■ **AIM OF THE TASK**: Every record must appear in the response exactly as given.

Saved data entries
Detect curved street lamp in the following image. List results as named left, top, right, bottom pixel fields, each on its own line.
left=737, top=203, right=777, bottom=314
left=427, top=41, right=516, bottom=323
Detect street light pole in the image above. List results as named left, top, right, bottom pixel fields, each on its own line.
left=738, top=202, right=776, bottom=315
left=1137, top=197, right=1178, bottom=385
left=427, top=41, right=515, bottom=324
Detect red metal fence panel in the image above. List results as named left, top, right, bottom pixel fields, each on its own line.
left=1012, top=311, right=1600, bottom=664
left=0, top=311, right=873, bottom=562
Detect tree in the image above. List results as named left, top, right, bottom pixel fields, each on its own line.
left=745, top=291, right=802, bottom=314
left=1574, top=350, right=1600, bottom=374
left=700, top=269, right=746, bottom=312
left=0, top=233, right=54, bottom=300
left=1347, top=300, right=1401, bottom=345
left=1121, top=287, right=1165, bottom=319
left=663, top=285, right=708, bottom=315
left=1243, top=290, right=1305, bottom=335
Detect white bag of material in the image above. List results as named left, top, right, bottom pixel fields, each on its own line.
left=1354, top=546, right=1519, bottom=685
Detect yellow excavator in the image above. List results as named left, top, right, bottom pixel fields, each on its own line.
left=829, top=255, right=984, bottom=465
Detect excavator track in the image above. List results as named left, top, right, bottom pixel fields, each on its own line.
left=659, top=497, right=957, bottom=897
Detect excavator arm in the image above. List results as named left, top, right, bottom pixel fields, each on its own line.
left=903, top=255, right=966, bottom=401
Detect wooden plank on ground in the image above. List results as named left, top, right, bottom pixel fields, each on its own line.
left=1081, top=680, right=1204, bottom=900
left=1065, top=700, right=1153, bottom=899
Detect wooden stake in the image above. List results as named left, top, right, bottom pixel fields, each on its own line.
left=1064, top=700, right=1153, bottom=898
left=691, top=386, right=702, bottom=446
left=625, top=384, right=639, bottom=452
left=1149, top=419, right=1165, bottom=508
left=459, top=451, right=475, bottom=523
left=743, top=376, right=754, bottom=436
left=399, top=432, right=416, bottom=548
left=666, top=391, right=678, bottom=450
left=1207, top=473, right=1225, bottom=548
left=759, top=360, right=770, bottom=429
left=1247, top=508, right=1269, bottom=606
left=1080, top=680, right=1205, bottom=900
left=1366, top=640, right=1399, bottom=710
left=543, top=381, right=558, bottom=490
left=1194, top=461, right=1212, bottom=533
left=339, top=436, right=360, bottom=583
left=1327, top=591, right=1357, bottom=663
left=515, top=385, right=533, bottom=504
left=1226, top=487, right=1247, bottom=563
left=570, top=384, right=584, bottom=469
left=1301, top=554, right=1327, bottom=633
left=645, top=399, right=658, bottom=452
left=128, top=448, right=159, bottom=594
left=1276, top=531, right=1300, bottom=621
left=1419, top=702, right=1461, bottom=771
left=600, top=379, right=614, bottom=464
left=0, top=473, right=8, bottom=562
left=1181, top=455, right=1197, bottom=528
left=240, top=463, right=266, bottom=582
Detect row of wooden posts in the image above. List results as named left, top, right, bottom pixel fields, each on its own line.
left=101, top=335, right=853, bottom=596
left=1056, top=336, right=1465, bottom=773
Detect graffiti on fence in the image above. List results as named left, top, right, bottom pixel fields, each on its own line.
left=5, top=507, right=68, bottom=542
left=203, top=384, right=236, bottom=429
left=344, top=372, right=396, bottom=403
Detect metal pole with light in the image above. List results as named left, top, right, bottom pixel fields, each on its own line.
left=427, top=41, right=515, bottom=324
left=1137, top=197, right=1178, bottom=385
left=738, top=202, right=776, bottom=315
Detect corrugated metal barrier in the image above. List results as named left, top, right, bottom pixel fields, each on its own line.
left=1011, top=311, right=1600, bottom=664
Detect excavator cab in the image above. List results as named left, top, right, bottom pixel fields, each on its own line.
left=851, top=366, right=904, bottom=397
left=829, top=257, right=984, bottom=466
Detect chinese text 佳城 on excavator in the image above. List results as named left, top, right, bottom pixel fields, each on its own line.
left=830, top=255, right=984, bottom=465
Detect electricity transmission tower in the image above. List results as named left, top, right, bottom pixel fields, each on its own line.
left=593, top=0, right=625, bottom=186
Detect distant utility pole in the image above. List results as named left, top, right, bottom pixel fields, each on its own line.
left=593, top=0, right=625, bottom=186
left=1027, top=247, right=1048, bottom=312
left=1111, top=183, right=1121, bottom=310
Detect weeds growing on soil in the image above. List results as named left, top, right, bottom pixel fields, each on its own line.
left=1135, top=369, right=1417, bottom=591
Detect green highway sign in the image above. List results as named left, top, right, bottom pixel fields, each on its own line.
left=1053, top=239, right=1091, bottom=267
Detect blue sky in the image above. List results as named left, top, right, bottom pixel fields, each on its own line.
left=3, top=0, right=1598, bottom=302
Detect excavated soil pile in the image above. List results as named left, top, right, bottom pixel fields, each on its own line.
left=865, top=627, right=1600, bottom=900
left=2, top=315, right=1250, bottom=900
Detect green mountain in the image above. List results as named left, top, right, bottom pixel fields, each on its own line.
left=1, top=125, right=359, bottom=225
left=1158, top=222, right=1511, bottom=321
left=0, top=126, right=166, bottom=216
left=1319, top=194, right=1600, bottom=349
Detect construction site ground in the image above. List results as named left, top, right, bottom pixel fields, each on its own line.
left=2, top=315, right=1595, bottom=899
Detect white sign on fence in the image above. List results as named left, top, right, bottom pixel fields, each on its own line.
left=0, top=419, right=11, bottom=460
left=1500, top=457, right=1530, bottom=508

■ **ANSWER SPACE**:
Detect curved street lamp in the following image. List results as named left, top, right, bottom pixel fields, each on its own line.
left=737, top=203, right=777, bottom=314
left=427, top=41, right=516, bottom=323
Detect street light pole in the image above. List results as named left, top, right, bottom pixel fields, each on its own line.
left=738, top=202, right=776, bottom=315
left=1137, top=197, right=1178, bottom=385
left=427, top=41, right=515, bottom=324
Detect red metal fence panel in the image above. List results as named left, top, right, bottom pixel fields, each on its own line.
left=1012, top=311, right=1600, bottom=664
left=0, top=311, right=873, bottom=562
Detect tree in the image above. List results as named left, top, right, bottom pixel fields, each on its own line.
left=745, top=291, right=802, bottom=314
left=1574, top=350, right=1600, bottom=374
left=700, top=269, right=746, bottom=312
left=0, top=233, right=54, bottom=300
left=1347, top=300, right=1401, bottom=345
left=1121, top=287, right=1165, bottom=319
left=663, top=285, right=708, bottom=315
left=1243, top=290, right=1305, bottom=335
Detect white bag of material in the image above. List results as named left, top, right, bottom pixel fields, each on its own line.
left=1354, top=546, right=1519, bottom=685
Detect yellow excavator in the image above. List results as named left, top, right, bottom pixel fields, each on its own line.
left=829, top=255, right=984, bottom=465
Detect excavator track in the image above. List results as named left, top, right, bottom pixel fields, each on its own line.
left=659, top=497, right=957, bottom=897
Detect excavator arm in the image above. List results as named left, top, right, bottom pixel fields, each on its own line.
left=903, top=255, right=966, bottom=401
Detect wooden plank on ground in the image above. List results as named left, top, right, bottom pixel fields, each on its own line.
left=1081, top=680, right=1204, bottom=900
left=1065, top=700, right=1153, bottom=899
Detect wooden stake in the image above. List results as named left, top, right, bottom pixel fields, each on its own line.
left=1064, top=700, right=1153, bottom=898
left=691, top=386, right=702, bottom=446
left=625, top=384, right=639, bottom=452
left=1149, top=419, right=1165, bottom=508
left=459, top=451, right=475, bottom=523
left=743, top=376, right=754, bottom=436
left=399, top=432, right=416, bottom=548
left=666, top=391, right=678, bottom=450
left=1207, top=473, right=1225, bottom=548
left=759, top=360, right=770, bottom=429
left=1247, top=508, right=1269, bottom=606
left=1080, top=680, right=1205, bottom=900
left=1366, top=640, right=1399, bottom=710
left=543, top=381, right=558, bottom=490
left=1194, top=461, right=1212, bottom=533
left=339, top=436, right=360, bottom=583
left=1327, top=591, right=1357, bottom=663
left=515, top=385, right=533, bottom=504
left=1226, top=487, right=1247, bottom=563
left=570, top=384, right=584, bottom=469
left=1301, top=554, right=1327, bottom=633
left=645, top=399, right=658, bottom=452
left=128, top=448, right=159, bottom=594
left=1276, top=531, right=1300, bottom=621
left=1419, top=702, right=1461, bottom=771
left=600, top=379, right=614, bottom=464
left=0, top=473, right=8, bottom=562
left=1181, top=455, right=1197, bottom=528
left=240, top=463, right=266, bottom=582
Detect row of wooden posts in the image above. List results as named left, top, right, bottom pixel fields, each on its own line.
left=101, top=335, right=853, bottom=596
left=1056, top=336, right=1465, bottom=773
Detect graffiti on fence in the image above. List results as named left, top, right, bottom pixel fields, each on its own line.
left=5, top=507, right=68, bottom=542
left=203, top=384, right=236, bottom=429
left=344, top=372, right=396, bottom=403
Detect metal pole with light in the image above. List results as named left, top, right, bottom pixel fields, each on its own line.
left=427, top=41, right=515, bottom=324
left=1137, top=197, right=1178, bottom=385
left=738, top=202, right=776, bottom=315
Detect corrugated metal barrier in the image above. List results as named left, top, right, bottom pixel fields, each on its own line.
left=1011, top=311, right=1600, bottom=664
Detect excavator cab in the image above. List results as named left, top, right, bottom pixel fields, each on its own line.
left=851, top=366, right=904, bottom=397
left=829, top=257, right=984, bottom=466
Detect chinese text 佳城 on excavator in the image above. List results as named left, top, right, bottom pixel fields, each on its own line.
left=830, top=255, right=984, bottom=465
Detect electricity transmission tower in the image above. List results as named left, top, right, bottom pixel fields, each on its own line.
left=593, top=0, right=625, bottom=186
Detect distant utility pole in the image above. List results as named left, top, right, bottom pixel fields, each on its own line.
left=593, top=0, right=625, bottom=186
left=1027, top=247, right=1048, bottom=312
left=1111, top=183, right=1121, bottom=310
Detect weeds growing on soil in the image above. List results as named left, top, right, bottom pixel fields, each on its own line.
left=1135, top=369, right=1417, bottom=591
Detect green highway sign in the image above. List results as named left, top, right, bottom pixel fields, each on its own line.
left=1053, top=239, right=1091, bottom=267
Detect blue sky in the image above. List results as named left, top, right, bottom pixel fields, each on its own line.
left=3, top=0, right=1598, bottom=302
Detect excavated soil pile in the image above. List results as named left, top, right, bottom pixel fields, each on its own line.
left=865, top=627, right=1600, bottom=900
left=2, top=315, right=1250, bottom=900
Detect green mountain in the image above. List results as named left, top, right, bottom pixel fields, each on its own line.
left=1, top=125, right=359, bottom=225
left=1158, top=222, right=1511, bottom=321
left=0, top=126, right=166, bottom=216
left=1319, top=194, right=1600, bottom=349
Detect construction site ground in the image above. List results as named left, top, right, bottom pixel fields, each on its own line.
left=2, top=315, right=1595, bottom=899
Detect white sign on fence in the image above. List results as named left, top, right, bottom pixel fields, each on its own line.
left=0, top=419, right=11, bottom=460
left=1500, top=457, right=1530, bottom=508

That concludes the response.